### Supplied data

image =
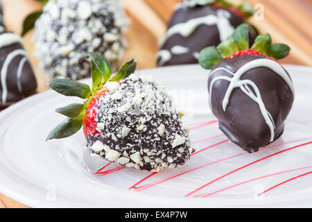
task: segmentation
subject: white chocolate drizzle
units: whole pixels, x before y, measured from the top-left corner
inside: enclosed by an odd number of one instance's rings
[[[23,94],[23,89],[21,87],[21,71],[23,71],[24,65],[25,65],[25,62],[28,60],[28,58],[27,57],[24,57],[21,59],[21,62],[19,62],[19,67],[17,69],[17,87],[19,89],[19,92],[21,94]]]
[[[22,46],[24,46],[24,42],[22,38],[16,34],[11,33],[6,33],[0,35],[0,49],[2,49],[6,46],[8,46],[10,45],[14,44],[19,44]],[[27,53],[24,49],[16,49],[12,52],[10,53],[6,58],[6,60],[3,62],[3,65],[2,66],[2,69],[0,72],[1,76],[1,84],[2,87],[2,95],[1,95],[1,101],[0,101],[0,104],[5,104],[6,103],[6,99],[8,96],[8,87],[6,85],[6,76],[8,76],[8,69],[10,63],[13,60],[13,59],[18,56],[24,56],[24,57],[19,62],[19,65],[17,68],[17,84],[19,92],[22,94],[22,87],[21,87],[21,72],[23,70],[24,65],[25,62],[28,61]]]
[[[248,97],[250,97],[251,99],[252,99],[254,102],[256,102],[258,104],[259,109],[261,112],[261,114],[263,117],[263,119],[266,121],[266,123],[270,128],[270,142],[272,142],[274,140],[274,135],[275,135],[274,130],[275,128],[275,123],[271,114],[266,108],[266,106],[261,98],[260,91],[259,90],[256,84],[254,84],[254,83],[252,82],[252,80],[241,80],[241,77],[244,74],[245,74],[246,71],[261,67],[267,67],[273,71],[274,72],[275,72],[280,77],[281,77],[284,79],[284,80],[287,83],[287,85],[289,86],[289,88],[291,89],[293,95],[295,95],[293,82],[291,81],[291,79],[287,74],[286,71],[282,68],[282,67],[277,62],[272,60],[270,59],[261,58],[246,63],[245,65],[242,66],[235,74],[232,73],[232,71],[224,67],[217,68],[212,72],[211,72],[209,76],[212,75],[216,71],[224,70],[230,75],[233,76],[233,77],[229,78],[228,76],[218,76],[214,78],[211,81],[209,89],[209,105],[211,110],[213,110],[211,103],[211,94],[214,84],[216,81],[220,80],[229,81],[229,85],[227,89],[227,92],[225,93],[222,103],[223,111],[224,112],[226,111],[231,94],[234,89],[239,87],[243,93],[245,93]],[[252,88],[255,94],[254,94],[253,91],[250,87]]]
[[[177,24],[168,29],[165,36],[159,42],[159,46],[162,47],[166,41],[173,35],[180,34],[184,37],[190,36],[202,24],[206,24],[207,26],[216,25],[219,33],[220,40],[221,42],[224,41],[234,31],[234,28],[229,22],[229,19],[230,18],[231,14],[229,12],[219,9],[216,10],[216,15],[209,15],[207,16],[190,19],[184,23]],[[168,62],[172,58],[171,53],[173,55],[180,55],[189,52],[190,52],[189,49],[180,45],[173,46],[170,51],[160,50],[157,53],[157,58],[161,58],[158,65],[163,66],[166,62]],[[197,56],[198,53],[192,52],[192,53],[196,59],[198,59],[198,57],[199,56]]]
[[[180,34],[183,37],[190,36],[197,27],[202,24],[216,25],[220,33],[220,40],[224,41],[234,31],[234,28],[228,19],[230,17],[231,14],[229,12],[220,9],[217,10],[217,15],[209,15],[190,19],[184,23],[177,24],[168,29],[164,39],[160,42],[160,46],[162,46],[164,43],[175,34]]]
[[[159,65],[163,66],[166,62],[171,59],[171,53],[169,51],[163,49],[158,51],[157,58],[160,58]]]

######

Required work » Filter the data above down to the lines that contain the word "units", and copy each of those lines without changes.

Reply »
units: whole pixels, x before y, measured from the top-left corner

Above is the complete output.